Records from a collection
——————

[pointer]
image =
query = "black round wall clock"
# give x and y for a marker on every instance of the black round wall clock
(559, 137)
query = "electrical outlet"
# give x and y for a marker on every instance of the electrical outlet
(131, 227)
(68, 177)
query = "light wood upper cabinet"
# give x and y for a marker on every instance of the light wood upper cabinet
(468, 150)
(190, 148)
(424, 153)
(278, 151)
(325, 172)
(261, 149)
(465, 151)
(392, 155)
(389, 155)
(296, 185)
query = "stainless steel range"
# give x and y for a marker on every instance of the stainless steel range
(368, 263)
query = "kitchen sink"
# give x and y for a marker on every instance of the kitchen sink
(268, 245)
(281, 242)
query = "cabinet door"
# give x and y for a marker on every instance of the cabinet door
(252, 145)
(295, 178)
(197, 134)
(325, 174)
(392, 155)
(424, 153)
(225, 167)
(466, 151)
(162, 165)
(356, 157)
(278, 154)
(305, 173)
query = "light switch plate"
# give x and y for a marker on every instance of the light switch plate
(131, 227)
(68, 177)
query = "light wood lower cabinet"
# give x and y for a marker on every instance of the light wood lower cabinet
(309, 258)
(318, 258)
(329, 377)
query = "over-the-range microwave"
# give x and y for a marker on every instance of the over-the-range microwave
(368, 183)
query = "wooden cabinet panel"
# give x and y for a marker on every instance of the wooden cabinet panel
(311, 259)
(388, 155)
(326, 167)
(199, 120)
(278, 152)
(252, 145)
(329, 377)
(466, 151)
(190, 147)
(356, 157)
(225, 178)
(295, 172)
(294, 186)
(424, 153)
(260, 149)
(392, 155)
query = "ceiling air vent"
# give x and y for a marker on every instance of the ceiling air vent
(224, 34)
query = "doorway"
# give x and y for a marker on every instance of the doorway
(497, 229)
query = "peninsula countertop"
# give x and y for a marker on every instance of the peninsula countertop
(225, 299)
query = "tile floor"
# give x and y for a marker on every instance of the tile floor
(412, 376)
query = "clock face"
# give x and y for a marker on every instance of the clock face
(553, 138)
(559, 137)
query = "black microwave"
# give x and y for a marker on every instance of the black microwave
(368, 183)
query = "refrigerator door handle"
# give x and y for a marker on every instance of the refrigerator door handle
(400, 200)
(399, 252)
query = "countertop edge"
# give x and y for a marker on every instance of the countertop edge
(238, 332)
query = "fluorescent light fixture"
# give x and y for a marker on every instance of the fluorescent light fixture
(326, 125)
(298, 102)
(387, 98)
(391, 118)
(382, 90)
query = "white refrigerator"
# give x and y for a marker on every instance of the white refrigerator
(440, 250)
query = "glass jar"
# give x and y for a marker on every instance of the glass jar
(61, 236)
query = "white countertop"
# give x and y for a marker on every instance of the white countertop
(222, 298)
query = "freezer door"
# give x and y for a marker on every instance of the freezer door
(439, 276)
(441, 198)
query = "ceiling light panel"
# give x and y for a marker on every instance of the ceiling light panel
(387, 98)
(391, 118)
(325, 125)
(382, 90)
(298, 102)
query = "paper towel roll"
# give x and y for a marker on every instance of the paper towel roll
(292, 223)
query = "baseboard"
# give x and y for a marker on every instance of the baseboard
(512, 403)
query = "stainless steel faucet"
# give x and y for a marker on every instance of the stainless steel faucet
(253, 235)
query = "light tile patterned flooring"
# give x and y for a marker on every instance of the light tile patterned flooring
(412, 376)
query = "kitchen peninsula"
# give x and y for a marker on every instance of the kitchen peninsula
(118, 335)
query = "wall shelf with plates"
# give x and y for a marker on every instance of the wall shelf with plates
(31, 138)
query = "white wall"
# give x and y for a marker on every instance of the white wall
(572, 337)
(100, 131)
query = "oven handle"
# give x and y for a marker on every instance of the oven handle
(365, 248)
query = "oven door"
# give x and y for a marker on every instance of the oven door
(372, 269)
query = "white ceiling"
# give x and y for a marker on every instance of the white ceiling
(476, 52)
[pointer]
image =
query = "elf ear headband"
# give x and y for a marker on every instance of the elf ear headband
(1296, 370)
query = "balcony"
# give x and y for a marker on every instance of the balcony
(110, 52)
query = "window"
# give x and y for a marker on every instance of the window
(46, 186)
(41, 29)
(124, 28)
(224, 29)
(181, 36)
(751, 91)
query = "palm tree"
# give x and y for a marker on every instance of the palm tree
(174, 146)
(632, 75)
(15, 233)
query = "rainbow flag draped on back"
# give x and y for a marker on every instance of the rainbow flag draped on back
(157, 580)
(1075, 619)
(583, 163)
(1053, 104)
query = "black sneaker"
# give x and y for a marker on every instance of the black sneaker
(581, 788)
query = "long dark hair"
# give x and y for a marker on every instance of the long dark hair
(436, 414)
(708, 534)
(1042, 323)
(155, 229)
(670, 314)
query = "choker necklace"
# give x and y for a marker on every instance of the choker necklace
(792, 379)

——————

▶ **EXERCISE REQUIREMENTS**
Repeat every entry word for word.

▶ **TASK RESPONSE**
[pointer]
image =
query = "black round wall clock"
# give x and y for a marker on every instance of the black round wall clock
(559, 137)
query = "electrical outlet"
# give x and y for a marker on every instance of the electrical outlet
(131, 227)
(68, 177)
query = "light wood upper cabinet"
# give x and y for a marker on every instance of the light wood upper cabinet
(468, 150)
(190, 148)
(424, 153)
(278, 151)
(325, 172)
(261, 149)
(465, 151)
(392, 155)
(389, 155)
(296, 185)
query = "stainless steel range"
# give x and y for a marker on every instance of the stainless steel range
(368, 263)
query = "kitchen sink"
# give x and y for a marker on every instance of the kitchen sink
(268, 245)
(281, 242)
query = "cabinet door"
# give x and y for a marker on every instance of the cabinet door
(252, 145)
(295, 178)
(197, 134)
(325, 174)
(392, 155)
(424, 153)
(225, 167)
(466, 151)
(162, 165)
(356, 157)
(278, 154)
(305, 173)
query = "light switch plate"
# give x and y for a marker on every instance of the light switch plate
(131, 227)
(68, 177)
query = "light wood lower cabinet"
# give x and y for a marker on every instance of the light wood lower cabinet
(309, 258)
(318, 258)
(329, 377)
query = "over-the-range microwave"
# give x and y for a marker on every instance of the over-the-range microwave
(368, 183)
query = "wooden cabinet panel"
# give x and y for a marker on every instance of the wooden cabinet panel
(311, 259)
(388, 155)
(326, 167)
(199, 120)
(278, 152)
(252, 145)
(329, 377)
(466, 151)
(190, 147)
(356, 157)
(225, 178)
(295, 172)
(294, 186)
(424, 153)
(260, 149)
(392, 155)
query = "ceiling air vent"
# give x and y for a marker on every instance of the ceiling air vent
(224, 34)
query = "doorway"
# give x and y for a marker on every instance of the doorway
(497, 229)
query = "peninsula countertop"
# give x and y for a marker on every instance of the peninsula countertop
(225, 299)
query = "tile floor"
# give x and y for a marker on every instance of the tile floor
(412, 376)
query = "clock face"
# give x and y for a marker on every instance of the clock face
(553, 138)
(559, 137)
query = "black microwave"
# give x and y for a marker on every instance of the black microwave
(368, 183)
query = "refrigerator door handle"
# give x and y for a marker on every instance of the refrigerator door handle
(400, 200)
(399, 252)
query = "countertop edge"
# give x and y for a marker on every instance of the countertop edge
(238, 332)
query = "fluorescent light fixture"
# give x and y for a marker on every instance of the fluorescent light fixture
(326, 125)
(298, 102)
(387, 98)
(391, 118)
(382, 90)
query = "white refrigerator"
# give x and y for a marker on every instance of the white refrigerator
(440, 250)
query = "glass jar"
# give x and y for a marker on every instance of the glass jar
(61, 236)
query = "white countertop"
# give x and y for a marker on every instance of the white countertop
(222, 298)
query = "freezer door"
# give x and y for a marker on every instance of the freezer door
(439, 276)
(441, 198)
query = "ceiling light panel"
# give x and y for a marker on every instance of the ceiling light panel
(387, 98)
(391, 118)
(325, 125)
(382, 90)
(298, 102)
query = "paper towel roll"
# give x and y for a marker on every instance of the paper towel roll
(292, 223)
query = "baseboard"
# give x and y for a marker on every instance of the baseboard
(512, 403)
query = "stainless steel faucet"
# give x and y for a marker on every instance of the stainless steel faucet
(253, 235)
query = "light tile patterned flooring"
# give x and y for a marker on every instance of the light tile patterned flooring
(412, 376)
query = "kitchen peninsula"
# give x and y for a marker on every instance of the kitchen peninsula
(118, 335)
query = "wall shelf with plates"
# give x and y for a marker on every instance of the wall shelf with plates
(31, 138)
query = "white wall"
# give x and y for a marker on every instance of the white wall
(572, 337)
(100, 131)
query = "oven handle"
# give x and y for a marker on every instance of the oven handle
(365, 248)
query = "oven door"
# give x and y for a marker on every instance of the oven door
(372, 269)
query = "white ceiling"
# give x and y for a marker on every instance of the white ceiling
(476, 52)
[pointer]
image =
query = "elf ear headband"
# give x and y for a marker on every instance of the elf ear headband
(1296, 370)
query = "balcony"
# give x and y for a marker on every instance of the balcony
(110, 52)
query = "window"
# give x and y for a marker on every instance of the window
(46, 186)
(41, 29)
(124, 28)
(224, 29)
(181, 36)
(751, 91)
query = "palm tree"
# give x and y for a marker on every instance of the palm tree
(174, 146)
(632, 75)
(15, 233)
query = "rainbow flag draped on back"
# give x and y for a marker on every instance of the rainbow flag draped on back
(157, 580)
(1075, 619)
(583, 163)
(1053, 104)
query = "black sneaker"
# give x and y for a marker on every instance of the black sneaker
(581, 788)
query = "long dark hair"
# give x and y for a marker on every instance of the long dark hair
(436, 414)
(708, 534)
(1042, 323)
(155, 229)
(670, 314)
query = "choker necklace"
# give x and y for a marker on every instance of the choker necklace
(792, 379)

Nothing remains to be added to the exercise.